## Task description
Arrange the stretch of rows from the line containing "t-shirt in this photo." through the line containing "(1120, 505)" as a two-column CSV headed text and answer. Put each text and its answer on one line as quoted fields, with line breaks replaced by spaces.

(Location annotation dataset excerpts)
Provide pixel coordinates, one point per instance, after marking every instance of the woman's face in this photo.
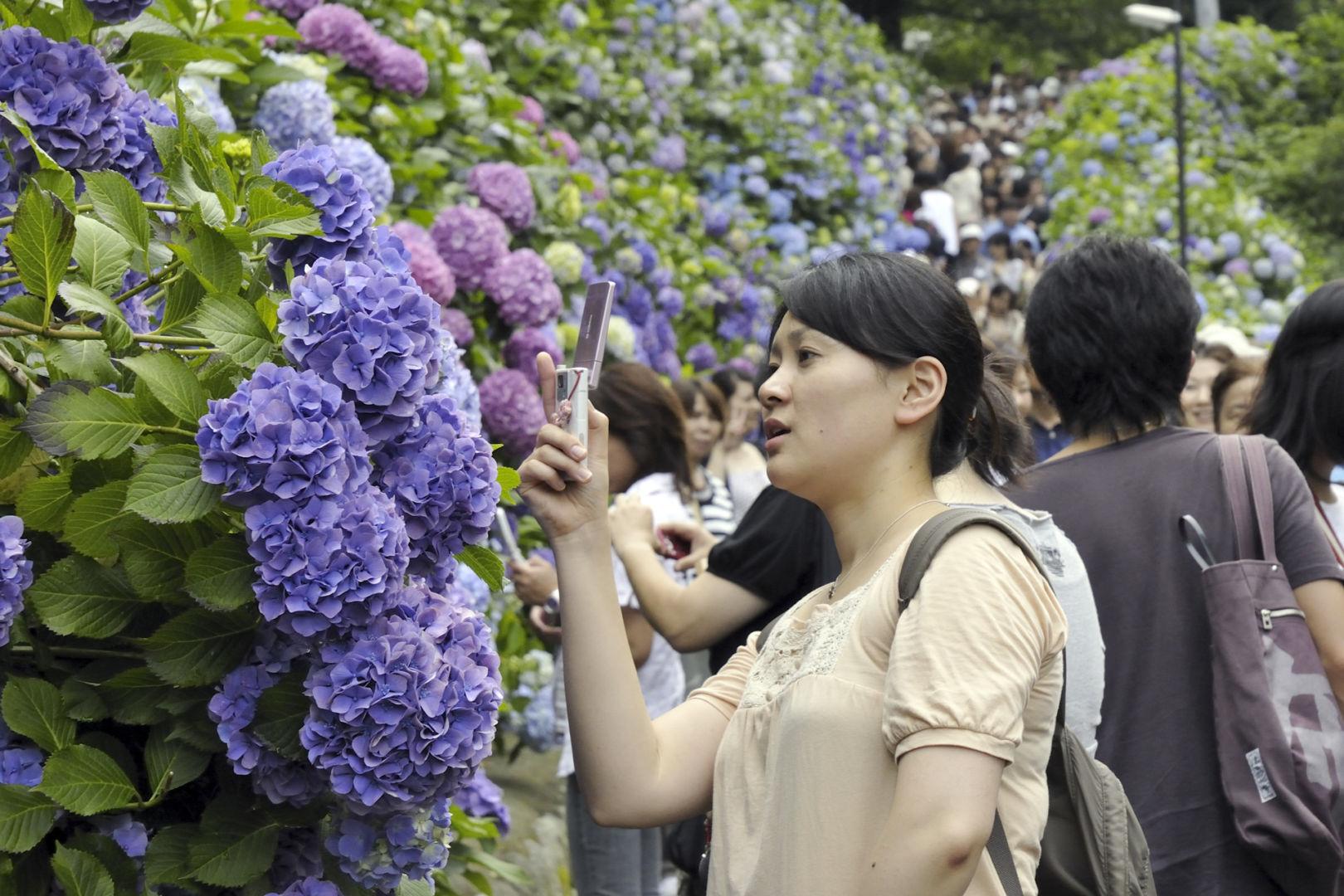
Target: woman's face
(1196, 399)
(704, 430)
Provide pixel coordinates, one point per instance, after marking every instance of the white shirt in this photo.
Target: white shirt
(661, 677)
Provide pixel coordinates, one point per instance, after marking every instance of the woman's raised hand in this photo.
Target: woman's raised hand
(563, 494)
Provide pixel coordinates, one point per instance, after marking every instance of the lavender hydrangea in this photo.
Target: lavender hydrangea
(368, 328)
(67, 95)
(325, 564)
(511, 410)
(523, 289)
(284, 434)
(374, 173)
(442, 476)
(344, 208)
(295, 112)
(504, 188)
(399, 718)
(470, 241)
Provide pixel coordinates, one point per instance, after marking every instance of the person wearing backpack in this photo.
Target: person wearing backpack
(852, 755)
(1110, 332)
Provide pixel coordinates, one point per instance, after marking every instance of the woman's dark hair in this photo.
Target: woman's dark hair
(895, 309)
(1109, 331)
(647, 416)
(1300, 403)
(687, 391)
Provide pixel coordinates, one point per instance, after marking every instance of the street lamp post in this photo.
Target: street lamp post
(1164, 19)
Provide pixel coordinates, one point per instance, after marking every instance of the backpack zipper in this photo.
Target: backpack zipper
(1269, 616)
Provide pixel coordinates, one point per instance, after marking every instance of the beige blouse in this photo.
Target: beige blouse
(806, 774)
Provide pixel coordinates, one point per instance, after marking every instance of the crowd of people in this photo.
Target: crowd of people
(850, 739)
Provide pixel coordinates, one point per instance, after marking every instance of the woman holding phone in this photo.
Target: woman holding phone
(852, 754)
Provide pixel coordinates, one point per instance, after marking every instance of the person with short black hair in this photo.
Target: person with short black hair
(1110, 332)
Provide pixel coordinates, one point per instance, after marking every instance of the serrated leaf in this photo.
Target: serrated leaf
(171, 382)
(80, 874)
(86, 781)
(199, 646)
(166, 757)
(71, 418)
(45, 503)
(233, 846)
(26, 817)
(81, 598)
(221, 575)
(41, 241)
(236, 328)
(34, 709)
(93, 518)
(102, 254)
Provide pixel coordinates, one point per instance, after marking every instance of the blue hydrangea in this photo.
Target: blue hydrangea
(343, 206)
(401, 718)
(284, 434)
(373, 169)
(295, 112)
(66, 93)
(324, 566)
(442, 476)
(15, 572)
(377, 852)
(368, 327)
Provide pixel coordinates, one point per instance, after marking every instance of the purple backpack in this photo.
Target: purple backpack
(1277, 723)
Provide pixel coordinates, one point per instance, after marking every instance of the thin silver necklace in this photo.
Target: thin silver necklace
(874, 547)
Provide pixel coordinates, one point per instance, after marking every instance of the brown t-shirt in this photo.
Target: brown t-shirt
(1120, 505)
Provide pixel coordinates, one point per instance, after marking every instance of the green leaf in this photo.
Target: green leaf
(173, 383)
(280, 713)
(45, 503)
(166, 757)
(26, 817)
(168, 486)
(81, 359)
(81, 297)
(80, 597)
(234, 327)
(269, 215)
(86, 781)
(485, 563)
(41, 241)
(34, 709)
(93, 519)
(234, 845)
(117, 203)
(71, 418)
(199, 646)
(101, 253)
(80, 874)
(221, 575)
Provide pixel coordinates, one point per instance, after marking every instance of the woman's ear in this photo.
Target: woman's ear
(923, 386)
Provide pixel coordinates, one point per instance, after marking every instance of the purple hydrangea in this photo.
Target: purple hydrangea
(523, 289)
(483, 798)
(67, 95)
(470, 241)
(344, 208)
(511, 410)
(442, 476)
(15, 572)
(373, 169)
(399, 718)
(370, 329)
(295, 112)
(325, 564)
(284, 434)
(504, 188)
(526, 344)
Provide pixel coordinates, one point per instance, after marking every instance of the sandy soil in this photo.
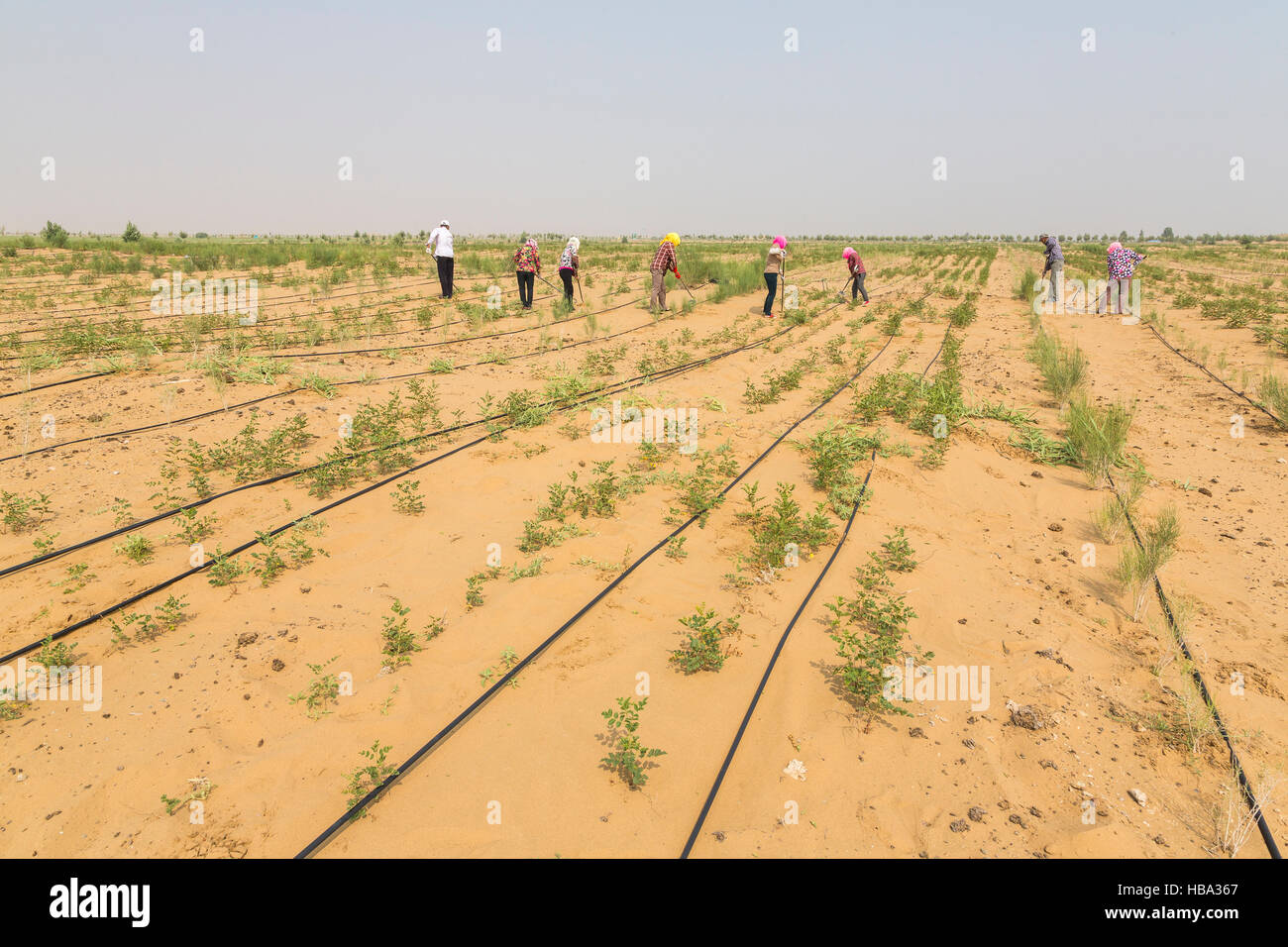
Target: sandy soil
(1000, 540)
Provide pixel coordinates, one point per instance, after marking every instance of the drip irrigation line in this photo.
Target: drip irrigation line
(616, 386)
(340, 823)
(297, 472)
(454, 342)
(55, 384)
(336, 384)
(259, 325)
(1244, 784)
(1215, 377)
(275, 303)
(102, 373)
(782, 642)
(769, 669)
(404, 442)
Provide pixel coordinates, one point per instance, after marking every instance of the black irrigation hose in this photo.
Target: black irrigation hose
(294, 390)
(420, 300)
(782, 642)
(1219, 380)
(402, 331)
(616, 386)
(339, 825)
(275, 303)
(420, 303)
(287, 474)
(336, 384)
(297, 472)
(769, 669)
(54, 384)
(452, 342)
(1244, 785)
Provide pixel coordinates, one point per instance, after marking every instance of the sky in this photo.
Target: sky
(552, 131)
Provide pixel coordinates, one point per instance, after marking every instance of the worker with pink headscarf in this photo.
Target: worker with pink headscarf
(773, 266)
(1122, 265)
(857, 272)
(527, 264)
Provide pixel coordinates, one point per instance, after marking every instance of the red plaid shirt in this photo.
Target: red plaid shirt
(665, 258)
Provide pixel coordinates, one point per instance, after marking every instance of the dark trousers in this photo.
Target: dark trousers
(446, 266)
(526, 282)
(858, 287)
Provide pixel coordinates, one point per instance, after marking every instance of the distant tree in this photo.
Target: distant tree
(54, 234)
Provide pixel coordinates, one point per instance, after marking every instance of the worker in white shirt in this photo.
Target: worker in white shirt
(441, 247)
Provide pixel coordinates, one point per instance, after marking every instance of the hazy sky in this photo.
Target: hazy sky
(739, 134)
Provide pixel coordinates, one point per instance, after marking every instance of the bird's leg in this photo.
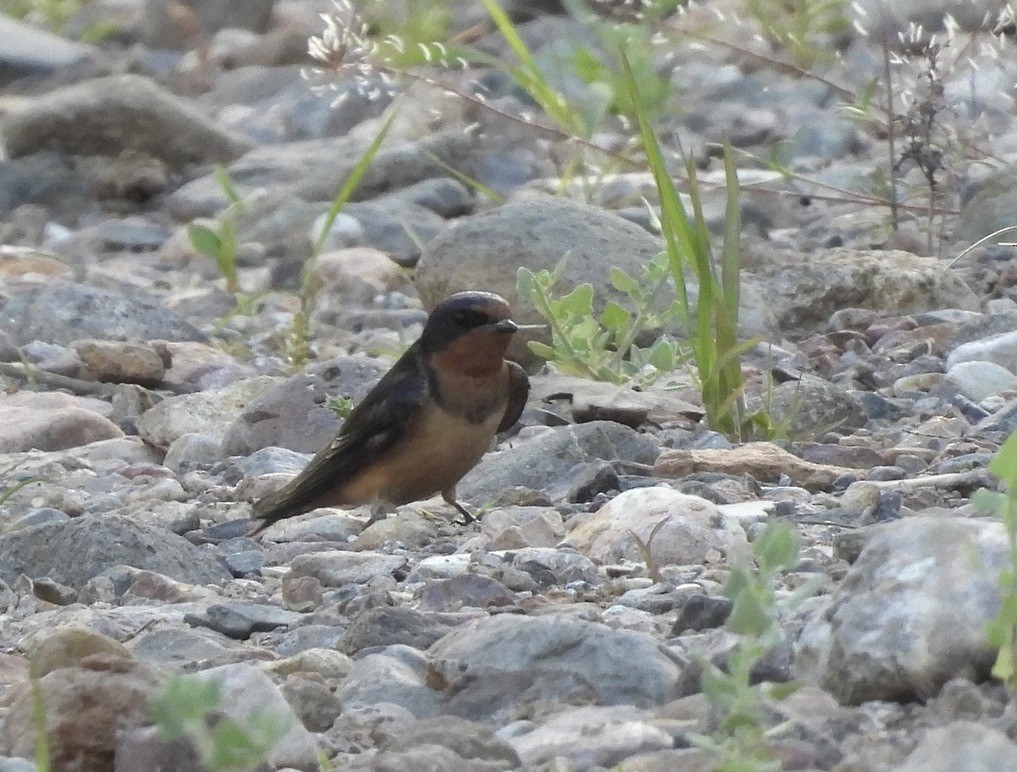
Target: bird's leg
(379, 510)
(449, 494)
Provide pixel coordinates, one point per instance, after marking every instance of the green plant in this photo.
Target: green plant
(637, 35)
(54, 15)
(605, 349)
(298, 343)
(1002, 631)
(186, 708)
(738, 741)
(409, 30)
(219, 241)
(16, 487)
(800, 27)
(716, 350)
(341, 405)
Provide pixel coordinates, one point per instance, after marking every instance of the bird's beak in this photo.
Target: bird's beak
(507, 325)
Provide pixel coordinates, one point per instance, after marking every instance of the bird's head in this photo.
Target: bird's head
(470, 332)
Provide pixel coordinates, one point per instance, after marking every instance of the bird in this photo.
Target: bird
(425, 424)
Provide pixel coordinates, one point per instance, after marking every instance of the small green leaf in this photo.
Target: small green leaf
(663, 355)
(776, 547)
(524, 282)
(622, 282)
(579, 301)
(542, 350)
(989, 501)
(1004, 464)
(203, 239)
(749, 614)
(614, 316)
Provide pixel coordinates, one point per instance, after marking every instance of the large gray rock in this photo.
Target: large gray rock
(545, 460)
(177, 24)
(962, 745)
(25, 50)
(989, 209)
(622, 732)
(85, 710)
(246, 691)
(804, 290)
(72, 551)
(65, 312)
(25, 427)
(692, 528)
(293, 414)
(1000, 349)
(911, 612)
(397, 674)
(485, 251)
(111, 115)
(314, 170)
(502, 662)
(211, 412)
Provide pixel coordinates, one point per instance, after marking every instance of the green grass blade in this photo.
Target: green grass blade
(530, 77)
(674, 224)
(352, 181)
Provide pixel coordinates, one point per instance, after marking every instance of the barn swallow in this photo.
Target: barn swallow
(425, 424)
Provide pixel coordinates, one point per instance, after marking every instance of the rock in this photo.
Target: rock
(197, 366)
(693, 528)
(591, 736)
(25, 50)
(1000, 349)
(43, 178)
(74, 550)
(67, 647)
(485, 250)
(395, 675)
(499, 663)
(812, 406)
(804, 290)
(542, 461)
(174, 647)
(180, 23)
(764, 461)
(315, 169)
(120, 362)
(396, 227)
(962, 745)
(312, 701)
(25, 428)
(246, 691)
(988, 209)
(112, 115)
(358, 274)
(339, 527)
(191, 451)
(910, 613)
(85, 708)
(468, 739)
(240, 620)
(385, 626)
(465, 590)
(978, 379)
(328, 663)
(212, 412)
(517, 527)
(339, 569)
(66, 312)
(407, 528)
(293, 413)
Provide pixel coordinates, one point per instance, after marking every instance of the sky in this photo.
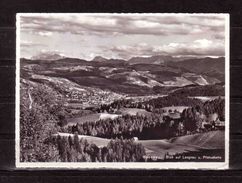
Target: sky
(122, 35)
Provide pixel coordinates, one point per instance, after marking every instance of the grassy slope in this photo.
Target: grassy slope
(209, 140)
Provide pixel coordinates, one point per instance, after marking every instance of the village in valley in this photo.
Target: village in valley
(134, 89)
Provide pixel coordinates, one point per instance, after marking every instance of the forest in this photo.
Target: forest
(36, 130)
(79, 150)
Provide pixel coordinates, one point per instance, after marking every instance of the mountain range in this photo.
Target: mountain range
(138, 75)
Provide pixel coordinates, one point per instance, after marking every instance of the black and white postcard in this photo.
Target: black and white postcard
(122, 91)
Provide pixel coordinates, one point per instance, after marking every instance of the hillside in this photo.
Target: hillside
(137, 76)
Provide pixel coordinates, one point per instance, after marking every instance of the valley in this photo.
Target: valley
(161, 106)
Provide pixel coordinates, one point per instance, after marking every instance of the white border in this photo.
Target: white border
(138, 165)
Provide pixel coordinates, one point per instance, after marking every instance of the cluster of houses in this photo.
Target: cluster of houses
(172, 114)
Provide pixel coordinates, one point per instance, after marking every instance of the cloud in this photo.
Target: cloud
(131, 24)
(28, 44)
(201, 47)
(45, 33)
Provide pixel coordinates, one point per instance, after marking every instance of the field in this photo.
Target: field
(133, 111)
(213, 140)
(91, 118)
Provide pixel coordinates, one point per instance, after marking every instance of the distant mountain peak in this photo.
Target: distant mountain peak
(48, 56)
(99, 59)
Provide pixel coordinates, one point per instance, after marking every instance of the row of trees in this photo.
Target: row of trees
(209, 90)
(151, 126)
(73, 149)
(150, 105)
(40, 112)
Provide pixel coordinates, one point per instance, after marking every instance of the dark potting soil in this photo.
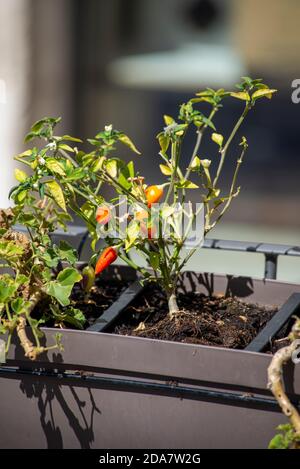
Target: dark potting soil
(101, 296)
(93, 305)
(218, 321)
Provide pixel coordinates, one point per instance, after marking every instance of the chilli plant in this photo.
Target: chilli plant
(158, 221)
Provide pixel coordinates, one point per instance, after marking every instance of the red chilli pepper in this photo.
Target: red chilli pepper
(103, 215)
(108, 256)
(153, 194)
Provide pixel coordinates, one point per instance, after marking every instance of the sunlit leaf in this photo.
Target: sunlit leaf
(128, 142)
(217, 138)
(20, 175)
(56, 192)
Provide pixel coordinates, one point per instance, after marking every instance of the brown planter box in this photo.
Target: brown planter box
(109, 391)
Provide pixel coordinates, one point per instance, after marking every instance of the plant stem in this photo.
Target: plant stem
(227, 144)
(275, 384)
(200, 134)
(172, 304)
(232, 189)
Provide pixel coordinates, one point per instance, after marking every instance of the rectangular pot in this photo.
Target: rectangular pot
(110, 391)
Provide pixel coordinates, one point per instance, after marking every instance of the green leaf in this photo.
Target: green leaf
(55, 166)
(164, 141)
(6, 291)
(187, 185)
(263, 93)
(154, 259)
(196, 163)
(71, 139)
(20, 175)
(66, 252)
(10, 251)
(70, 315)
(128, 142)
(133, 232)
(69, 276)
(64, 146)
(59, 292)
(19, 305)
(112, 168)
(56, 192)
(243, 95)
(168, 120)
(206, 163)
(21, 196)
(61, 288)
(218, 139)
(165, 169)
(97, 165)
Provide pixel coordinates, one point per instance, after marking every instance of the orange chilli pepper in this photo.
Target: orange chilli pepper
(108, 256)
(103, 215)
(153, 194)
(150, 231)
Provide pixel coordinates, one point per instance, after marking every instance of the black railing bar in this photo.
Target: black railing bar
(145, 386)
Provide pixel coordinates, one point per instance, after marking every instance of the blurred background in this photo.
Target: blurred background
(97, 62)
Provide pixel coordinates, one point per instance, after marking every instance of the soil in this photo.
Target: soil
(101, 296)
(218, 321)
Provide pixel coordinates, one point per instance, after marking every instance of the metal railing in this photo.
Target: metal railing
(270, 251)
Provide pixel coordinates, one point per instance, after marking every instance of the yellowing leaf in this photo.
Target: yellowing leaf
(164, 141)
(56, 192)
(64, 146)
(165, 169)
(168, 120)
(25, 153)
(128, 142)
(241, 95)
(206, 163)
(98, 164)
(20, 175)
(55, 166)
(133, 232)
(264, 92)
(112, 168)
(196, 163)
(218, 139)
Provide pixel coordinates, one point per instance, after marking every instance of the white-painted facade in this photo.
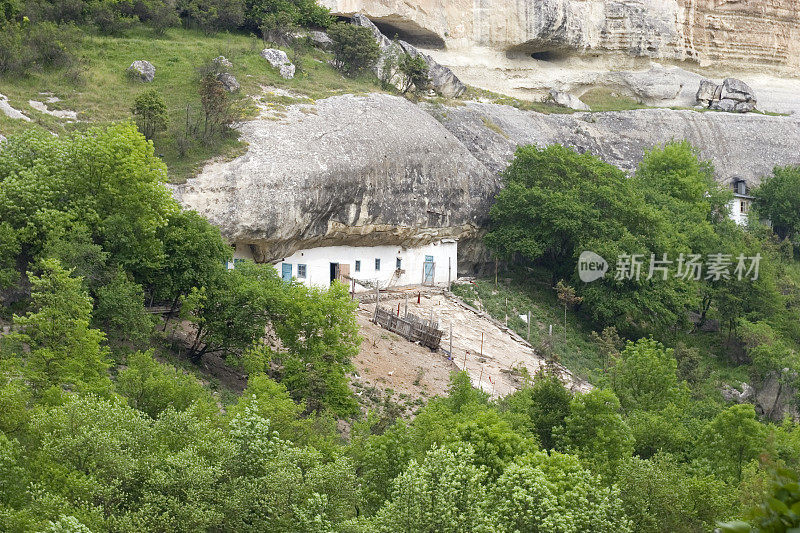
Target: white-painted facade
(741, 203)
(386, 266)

## Solution to the exercise
text,answer
"Provide pixel coordinates, one point per instance, after marking every instance of the brown t-shirt in this photo. Target: brown t-shirt","(1120, 505)"